Vorliegender Text:
────────────────
Mal wieder geht es um einen Junggesellenabschied in der berühmten Spielerstadt in Nevada. Doug (Justin Bartha) steht kurz vor der Heirat und will mit seinen Freundin Phil (Bradley Cooper) und Stu (Ed Helms) sowie seinem Schwager Alan (Zach Galifianakis) noch einmal einen draufmachen. Doug als Bräutigam ist der Normalo, Phil der Draufgänger, Alan der etwas langsame Freak und Stu der unter der Fuchtel stehende Beziehungsmensch – an sich vier Stereotypen, aber doch ausgesprochen charmant, sodass sie doch genug Konturen bekommen.
Jedoch verliert die Truppe im Suff den Bräuterich in spe und muss nun nach Doug suchen. Leider kann sich keiner an die letzte Nacht erinnern, sie haben einen Tiger im Bad und ein Baby in der Suite. Es stehen einige Entdeckungen bevor...
────────────────
Bereitgestellte Daten:

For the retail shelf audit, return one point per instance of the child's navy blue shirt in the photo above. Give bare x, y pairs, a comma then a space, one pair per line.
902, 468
────────────────
Aufgaben:
a. Extrahiere aus der Filmbeschreibung über den Junggesellenabschied den Abschnitt, der mit "Mal wieder geht" beginnt und mit "genug Konturen bekommen." endet, ohne ein Wort zu verändern.
b. Führe die Filmbeschreibung über den Junggesellenabschied in Nevada nach ihrem letzten Satz weiter.
Die Zeilen werden für die Bearbeitung nicht gebraucht.

Lösungen:
a.
Mal wieder geht es um einen Junggesellenabschied in der berühmten Spielerstadt in Nevada. Doug (Justin Bartha) steht kurz vor der Heirat und will mit seinen Freundin Phil (Bradley Cooper) und Stu (Ed Helms) sowie seinem Schwager Alan (Zach Galifianakis) noch einmal einen draufmachen. Doug als Bräutigam ist der Normalo, Phil der Draufgänger, Alan der etwas langsame Freak und Stu der unter der Fuchtel stehende Beziehungsmensch – an sich vier Stereotypen, aber doch ausgesprochen charmant, sodass sie doch genug Konturen bekommen.

b.
Das geschickte wie fiese an der Erzählstruktur von „Hangover“ ist die Tatsache, dass der Zuschauer nur langsam erfährt, was eigentlich vorfiel, dass erst die Diashow während des Abspanns die endgültige Aufklärung bringt. Auf sonderlich viel Konsistenz wird da auch nicht wertgelegt, warum einer nun im Drogenrausch geheiratet hat oder ein anderer einen asiatischen Gangsterboss als Glücksbringer in den Kofferraum sperrte, all das wird als bloße Folge eingenommener Rauschmittel dargestellt und fertig ist die Lauge.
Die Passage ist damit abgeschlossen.